* Problem to solve:
Copy every item below word for word, omitting the pictures.
---+---
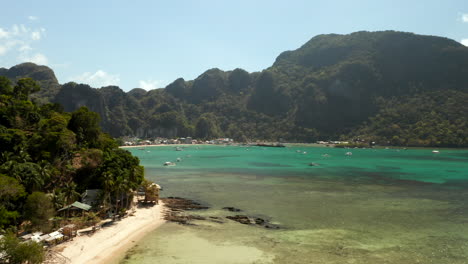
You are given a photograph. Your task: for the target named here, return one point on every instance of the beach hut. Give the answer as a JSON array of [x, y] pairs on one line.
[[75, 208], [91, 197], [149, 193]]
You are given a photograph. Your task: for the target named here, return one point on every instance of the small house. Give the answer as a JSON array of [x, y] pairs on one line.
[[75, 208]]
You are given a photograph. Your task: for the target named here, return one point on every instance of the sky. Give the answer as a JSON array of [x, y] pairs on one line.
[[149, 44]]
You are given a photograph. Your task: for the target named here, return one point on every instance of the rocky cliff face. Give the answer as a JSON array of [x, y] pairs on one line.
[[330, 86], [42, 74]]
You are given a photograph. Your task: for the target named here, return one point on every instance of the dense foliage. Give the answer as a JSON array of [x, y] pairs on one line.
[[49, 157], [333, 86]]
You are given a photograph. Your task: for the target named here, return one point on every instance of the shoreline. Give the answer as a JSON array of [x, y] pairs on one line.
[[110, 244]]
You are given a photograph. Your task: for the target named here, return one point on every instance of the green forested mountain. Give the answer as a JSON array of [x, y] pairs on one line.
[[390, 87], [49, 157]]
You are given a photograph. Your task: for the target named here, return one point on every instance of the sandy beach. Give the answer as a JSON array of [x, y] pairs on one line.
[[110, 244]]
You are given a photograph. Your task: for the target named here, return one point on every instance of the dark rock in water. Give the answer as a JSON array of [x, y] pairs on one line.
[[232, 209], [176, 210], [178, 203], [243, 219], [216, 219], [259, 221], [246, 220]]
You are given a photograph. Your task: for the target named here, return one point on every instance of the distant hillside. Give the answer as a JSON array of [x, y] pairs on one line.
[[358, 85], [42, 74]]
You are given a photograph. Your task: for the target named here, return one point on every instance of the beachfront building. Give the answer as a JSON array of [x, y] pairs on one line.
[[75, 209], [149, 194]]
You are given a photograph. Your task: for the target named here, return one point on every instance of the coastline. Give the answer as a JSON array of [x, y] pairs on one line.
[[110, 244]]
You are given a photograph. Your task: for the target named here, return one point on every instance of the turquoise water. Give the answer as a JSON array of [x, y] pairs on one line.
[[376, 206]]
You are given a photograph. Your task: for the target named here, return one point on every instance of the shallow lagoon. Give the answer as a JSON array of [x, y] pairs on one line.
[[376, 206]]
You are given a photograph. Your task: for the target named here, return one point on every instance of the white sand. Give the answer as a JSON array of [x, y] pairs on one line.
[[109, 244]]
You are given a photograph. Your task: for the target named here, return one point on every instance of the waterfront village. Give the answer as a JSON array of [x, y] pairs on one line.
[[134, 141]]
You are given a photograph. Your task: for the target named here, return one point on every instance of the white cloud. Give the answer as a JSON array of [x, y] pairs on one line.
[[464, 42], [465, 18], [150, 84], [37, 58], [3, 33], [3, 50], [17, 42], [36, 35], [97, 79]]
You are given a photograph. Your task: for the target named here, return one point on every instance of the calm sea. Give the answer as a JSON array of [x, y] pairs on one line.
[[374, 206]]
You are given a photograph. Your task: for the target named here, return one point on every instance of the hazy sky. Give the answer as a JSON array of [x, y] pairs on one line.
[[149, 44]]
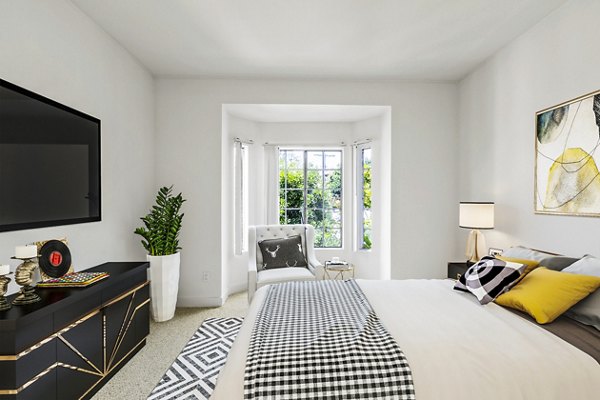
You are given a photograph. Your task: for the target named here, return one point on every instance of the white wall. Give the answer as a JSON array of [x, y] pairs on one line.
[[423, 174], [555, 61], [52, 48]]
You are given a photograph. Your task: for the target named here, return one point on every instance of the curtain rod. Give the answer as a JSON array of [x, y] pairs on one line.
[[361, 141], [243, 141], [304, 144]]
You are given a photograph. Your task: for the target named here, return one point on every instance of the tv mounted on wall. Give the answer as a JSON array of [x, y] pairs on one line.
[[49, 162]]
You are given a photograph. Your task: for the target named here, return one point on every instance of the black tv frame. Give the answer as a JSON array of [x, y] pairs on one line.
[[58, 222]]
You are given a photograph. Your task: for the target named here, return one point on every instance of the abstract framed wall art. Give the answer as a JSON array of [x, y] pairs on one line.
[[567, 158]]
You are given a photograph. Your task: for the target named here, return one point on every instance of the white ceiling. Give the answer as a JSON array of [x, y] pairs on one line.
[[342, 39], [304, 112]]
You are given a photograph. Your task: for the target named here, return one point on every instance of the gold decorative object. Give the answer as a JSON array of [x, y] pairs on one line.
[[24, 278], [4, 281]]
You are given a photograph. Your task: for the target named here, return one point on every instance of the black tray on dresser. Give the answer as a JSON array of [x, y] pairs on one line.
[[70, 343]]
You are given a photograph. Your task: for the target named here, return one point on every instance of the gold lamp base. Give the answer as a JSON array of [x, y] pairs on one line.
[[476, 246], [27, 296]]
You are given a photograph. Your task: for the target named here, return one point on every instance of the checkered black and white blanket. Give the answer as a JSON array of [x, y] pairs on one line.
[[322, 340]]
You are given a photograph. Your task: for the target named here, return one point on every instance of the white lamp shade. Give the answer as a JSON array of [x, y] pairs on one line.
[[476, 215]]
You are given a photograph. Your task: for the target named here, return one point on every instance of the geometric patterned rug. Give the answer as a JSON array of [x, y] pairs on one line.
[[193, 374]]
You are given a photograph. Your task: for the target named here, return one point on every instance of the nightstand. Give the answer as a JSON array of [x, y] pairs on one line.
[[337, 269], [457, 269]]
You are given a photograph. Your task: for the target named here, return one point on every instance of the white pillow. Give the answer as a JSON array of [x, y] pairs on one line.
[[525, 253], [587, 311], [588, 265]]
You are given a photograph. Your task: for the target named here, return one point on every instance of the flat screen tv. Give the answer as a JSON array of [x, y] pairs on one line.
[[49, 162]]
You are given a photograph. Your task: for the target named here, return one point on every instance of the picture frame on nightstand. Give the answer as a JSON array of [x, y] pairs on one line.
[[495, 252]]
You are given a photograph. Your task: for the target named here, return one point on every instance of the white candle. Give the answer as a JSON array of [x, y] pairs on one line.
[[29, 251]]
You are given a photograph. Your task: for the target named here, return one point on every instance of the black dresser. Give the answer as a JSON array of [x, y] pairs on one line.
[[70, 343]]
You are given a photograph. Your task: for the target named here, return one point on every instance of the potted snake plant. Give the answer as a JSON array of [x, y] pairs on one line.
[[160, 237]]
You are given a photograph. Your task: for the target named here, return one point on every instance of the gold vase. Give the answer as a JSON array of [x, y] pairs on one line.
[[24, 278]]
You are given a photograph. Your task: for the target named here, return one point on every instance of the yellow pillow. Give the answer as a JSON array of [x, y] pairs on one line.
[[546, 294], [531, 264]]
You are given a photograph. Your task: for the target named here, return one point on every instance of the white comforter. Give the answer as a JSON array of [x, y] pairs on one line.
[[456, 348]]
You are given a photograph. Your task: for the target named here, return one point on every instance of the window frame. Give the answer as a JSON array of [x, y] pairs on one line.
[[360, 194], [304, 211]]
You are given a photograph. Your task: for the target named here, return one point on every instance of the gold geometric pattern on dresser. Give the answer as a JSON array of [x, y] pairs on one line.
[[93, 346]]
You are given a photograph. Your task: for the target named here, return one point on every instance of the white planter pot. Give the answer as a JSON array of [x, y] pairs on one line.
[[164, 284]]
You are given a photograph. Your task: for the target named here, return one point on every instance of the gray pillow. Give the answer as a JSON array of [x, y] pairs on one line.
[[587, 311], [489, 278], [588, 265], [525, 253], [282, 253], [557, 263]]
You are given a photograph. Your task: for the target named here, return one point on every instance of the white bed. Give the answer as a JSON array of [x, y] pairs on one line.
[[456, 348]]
---+---
* Task output:
You are given a photograph. Your task: for the target named here, return one point on every instance of the beach hut. Give the answer as a JSON array of [x, y] pairs on one line.
[[75, 208], [91, 197], [149, 193]]
You are given a photograph. Your task: for the target named here, return one point on every instance of the small house. Give the answer as a JSON array of [x, y] pairs on one line.
[[75, 208]]
You are given a photograph. Your task: for the target named here, return one point on every instance of the sky. Give the answer as a JSON array of [x, y] pairs on one line.
[[149, 44]]
You are given a photograph. Your task: for the target named here, return one point on every instance of the rocky cliff face. Give the answer as a JSON array of [x, y] pairs on one line.
[[330, 86], [42, 74]]
You are given a photograph. Your task: for the target named here, return one point on every instance of the dense foliage. Give the answer as a JSON array of [x, y] pairs on one line.
[[49, 157], [333, 86]]
You are given a photograph. Your task: for the target named here, return one point on every instance of the shoreline. Give the answer as a JSON array of [x, y] pairs on one line.
[[110, 244]]
You are given a photograph. Your task: for the target named here, return one point on every instance of the green forested mountain. Give the answer as a JSON array of [x, y] pairs on one line.
[[390, 87], [49, 157]]
You are given a photograph. Your task: for the target named here, return one point on every instance of the sandy beach. Give the answer as a JSON array of [x, y] pairs on one line.
[[110, 244]]
You are given a photograph. Your task: for the target named here, return one point on every instance of the dark rock in water. Give the answer as a JSON array of [x, y] pairs on one line.
[[232, 209], [176, 210], [178, 203], [243, 219], [216, 219], [259, 221], [246, 220]]
You are given a photograph. Your task: for the target named here, return one point on every instance of the distant hillside. Give the answer as a JSON array of [x, y] pairs on one line.
[[358, 85], [42, 74]]
You are given a photograph. Your task: for the target named here, return one point on every instance of the beachfront building. Give the answer as a JSON array of [x, y] pairs on one line.
[[75, 209], [149, 194]]
You are given a photograph. Your task: for the target named here, return one point on every instance of the coastline. Give the answer as a JSON array of [x, y] pairs on one line.
[[110, 244]]
You are given a photograph. Your task: for the target named here, return one point on every instance of the turquoise water. Give the answer as a JSON array of [x, y] pairs on one line.
[[376, 206]]
You are given a photograph. Your task: for the target named here, return one point on every instance of the shallow lagoon. Give the answer as a JSON array of [x, y] pairs on one line.
[[376, 206]]
You are given a photograph. Your task: for the target named here, return one point on every instance of the white sand. Give the answer as a JSON array of [x, y] pairs on one line.
[[109, 244]]
You are given a photograph. Your task: for the target named here, return one point on every instance of the waterfront village. Give the answer as a JSON array of [x, y] pairs on one line.
[[134, 141]]
You are given a photograph. Your task: for the target named here, return one point on every instance of the white cloud. Give the answer as a JSON array of [x, y] pairs on one line.
[[464, 42], [465, 18], [150, 84], [37, 58], [3, 33], [3, 50], [17, 42], [36, 35], [97, 79]]
You are given a photograph. Your task: for the target named here, return one point on every instance of the calm sea. Give the answer as a JSON array of [x, y] pairs on one line.
[[374, 206]]
You are given a photograph. Your task: for the target named here, return one point on every instance of the hazy sky. Give the answer as a JSON array of [x, y] pairs on one line.
[[149, 44]]
You are given a photograph. Your task: for the target named here, return one point on every instance of the white wall. Give the answer as a JSON array of [x, y] pairs on one line.
[[423, 174], [555, 61], [52, 48]]
You are given a photograph. Your task: for the target named here, return one point on every instance of the curtain rod. Give the answer as a JSON array of [x, y] pairs on one line.
[[361, 141], [243, 141], [304, 144]]
You are given a photograph. Your task: for the target named here, return one point on every instance of the tv mounted on wall. Give the answer as a JSON array of [x, y] pairs on one line.
[[49, 162]]
You are given a photograph. Your task: for the target named here, return one point on every instance of the black tv frame. Give the answer as a JSON array of [x, y] pairs on one line.
[[58, 222]]
You are given a photograph. Your task: for the target named here, return one point on every instance of the abstract framed wall art. Give the answer as a JSON array of [x, y] pairs on one line.
[[567, 158]]
You are given a photograph. Your task: for the target named here, return one point on every instance of the white ceiling. Give the answer as a JSON array of [x, y] pairs on one line.
[[342, 39], [304, 112]]
You are given a photograph. Your task: for the target named here, return one point on every instance of the gold decorative object. Give the answer as a JSON array of [x, y] pairs on one line.
[[24, 278], [4, 281]]
You are given a photograph. Your task: for the target named here, return one point on every instance of the black tray on dresser. Give the answer as a JSON array of [x, y] pairs on one line.
[[70, 343]]
You are given a photograph. Your task: for the target named here, return one point on every instance of the gold lamp base. Give the answer as a JSON array of [x, y] pairs on one line.
[[476, 246], [27, 296]]
You are given a photograph. Your task: for the target named here, return one point on every instance of the checkered black and white blanket. Give the answer as a JSON array of [x, y] pairs on one line.
[[322, 340]]
You are given a photograph. Your task: for the target named here, return one point on every instance of the white lamp shade. Give the answer as a JSON array of [x, y] pairs on one line.
[[476, 215]]
You are given a photograph. Your task: for the target named here, return one point on every instance of the geometric patterned rug. Give the answer as a JSON array of [x, y] pairs on one line.
[[193, 374]]
You are given a photograph. Your task: for the target named here, return one point on every instance of the nightstand. Give the answer as a JSON array of [x, y] pairs on one line.
[[337, 269], [457, 269]]
You are given a photograph. Your task: for the target named here, return one point on every instance of the white pillow. Give the answer as a JSON array of [x, y] pairs on one line.
[[525, 253], [587, 311], [588, 265]]
You are given a photograph. Your task: for the target named here, return one point on every instance of the flat screen tv. Give the answer as a JSON array of [x, y] pairs on one line.
[[49, 162]]
You are given a photograph. Your task: for the target named here, return one point on every instance of the picture frame on nightstand. Give the answer as a JSON array of [x, y] pairs on one line.
[[495, 252]]
You are given a photograph. Your task: for the target named here, return one point on every instance of the white candle. Give the answer as a JSON array of [x, y] pairs on one line.
[[29, 251]]
You are given a photograph. Your task: for the target named here, return one point on every instance of the black dresser. Give the answer as a JSON array of [x, y] pairs on one line.
[[70, 343]]
You are given a photograph. Your task: for the target named here, return one point on every instance of the potted snake plant. Give the answer as a JSON array of [x, y] pairs on one line.
[[160, 237]]
You are given a photograph. Your task: for the target named here, return one point on every instance of the gold vase. Give the answer as a JSON array of [x, y] pairs on one line.
[[24, 278]]
You are given a photograph. Your task: for the target named here, return one point on every instance of the yellow pillow. Give the answer as a JSON array of [x, y] pairs on one line.
[[546, 294], [531, 264]]
You are given a photograph. Your task: for the target named here, return one point on every instance of the white comforter. Give the answer as a JSON array of [x, y] pairs on one line.
[[456, 348]]
You are given a photograph. Your task: for the target named here, return one point on every instance of the window frame. Give the answer as a JSON array of [x, y] pairs on one line.
[[360, 194], [304, 211]]
You are given a photograph. Your task: for the target named here, return one point on every instance of the gold geometric pattern on dresser. Give the answer as a JSON array of [x, y] pairs on one line.
[[93, 346]]
You are given a photograph. Your task: for the target named here, return one point on every instance of the white planter pot. Give the answer as a JSON array of [x, y] pairs on one line.
[[164, 284]]
You are given a photograph. Your task: for the target named here, return one point on every instance of the gray pillow. Give the answer as a JSON array of [x, y] pairs on one line.
[[587, 311], [489, 278], [588, 265], [525, 253], [282, 253], [557, 263]]
You are given a photograph. Your task: for the target named here, return one point on every instance of the white bed. Give the answer as a JSON array of [x, y] pairs on one line.
[[456, 348]]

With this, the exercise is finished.